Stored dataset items
# # #
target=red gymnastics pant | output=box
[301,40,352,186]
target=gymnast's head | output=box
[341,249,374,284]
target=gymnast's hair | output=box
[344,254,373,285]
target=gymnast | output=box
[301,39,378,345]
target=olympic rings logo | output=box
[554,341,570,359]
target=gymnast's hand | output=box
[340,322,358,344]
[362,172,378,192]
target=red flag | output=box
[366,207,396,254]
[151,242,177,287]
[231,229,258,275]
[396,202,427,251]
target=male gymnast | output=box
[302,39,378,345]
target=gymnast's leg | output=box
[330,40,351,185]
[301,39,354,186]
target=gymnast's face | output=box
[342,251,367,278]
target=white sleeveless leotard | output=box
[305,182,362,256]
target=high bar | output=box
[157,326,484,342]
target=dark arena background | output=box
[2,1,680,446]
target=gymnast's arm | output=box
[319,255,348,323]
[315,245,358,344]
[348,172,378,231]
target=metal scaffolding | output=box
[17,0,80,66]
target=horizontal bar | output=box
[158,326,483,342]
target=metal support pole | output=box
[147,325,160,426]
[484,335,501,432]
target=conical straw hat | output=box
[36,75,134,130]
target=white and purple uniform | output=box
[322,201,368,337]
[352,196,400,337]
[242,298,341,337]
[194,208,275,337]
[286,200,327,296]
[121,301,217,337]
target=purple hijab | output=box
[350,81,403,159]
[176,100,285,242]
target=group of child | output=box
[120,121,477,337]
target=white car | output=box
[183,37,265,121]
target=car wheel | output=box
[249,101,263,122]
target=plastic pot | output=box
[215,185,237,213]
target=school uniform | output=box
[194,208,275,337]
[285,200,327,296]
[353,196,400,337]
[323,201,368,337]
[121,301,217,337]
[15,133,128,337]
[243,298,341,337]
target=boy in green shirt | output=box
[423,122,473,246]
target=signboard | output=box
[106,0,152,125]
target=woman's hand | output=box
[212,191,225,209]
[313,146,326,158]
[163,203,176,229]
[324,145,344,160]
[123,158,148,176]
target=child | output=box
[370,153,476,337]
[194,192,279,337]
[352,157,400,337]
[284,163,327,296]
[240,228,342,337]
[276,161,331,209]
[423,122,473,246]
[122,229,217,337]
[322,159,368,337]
# # #
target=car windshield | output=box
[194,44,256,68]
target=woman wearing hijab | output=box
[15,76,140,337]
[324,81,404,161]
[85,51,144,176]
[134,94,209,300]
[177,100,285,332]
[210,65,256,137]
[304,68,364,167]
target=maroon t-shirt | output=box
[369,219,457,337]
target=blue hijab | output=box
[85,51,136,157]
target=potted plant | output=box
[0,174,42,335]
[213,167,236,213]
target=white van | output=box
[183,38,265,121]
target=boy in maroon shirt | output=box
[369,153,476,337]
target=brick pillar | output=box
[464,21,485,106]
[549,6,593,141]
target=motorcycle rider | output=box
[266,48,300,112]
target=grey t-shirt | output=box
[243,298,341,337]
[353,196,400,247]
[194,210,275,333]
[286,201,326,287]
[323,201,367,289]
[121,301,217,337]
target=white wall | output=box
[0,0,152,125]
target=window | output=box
# # #
- _WHAT YOU WILL DO_
Please make an exact copy of the lines above from the line with "target=blue hijab | output=box" through the line with "target=window | output=box", both ends included.

- _SOLUTION FOR THIS PROBLEM_
target=blue hijab | output=box
[85,51,136,157]
target=potted plant | output=box
[0,174,42,335]
[213,167,236,213]
target=white van | output=box
[183,38,265,121]
target=boy in maroon shirt | output=box
[369,153,476,337]
target=brick pillar | output=box
[464,21,485,106]
[549,6,593,141]
target=motorcycle rider | output=box
[266,48,300,112]
target=grey t-shirt | output=box
[243,298,341,337]
[353,196,400,247]
[194,210,275,333]
[286,201,326,287]
[323,201,367,289]
[121,301,217,337]
target=white wall | output=box
[0,0,152,125]
target=window | output=box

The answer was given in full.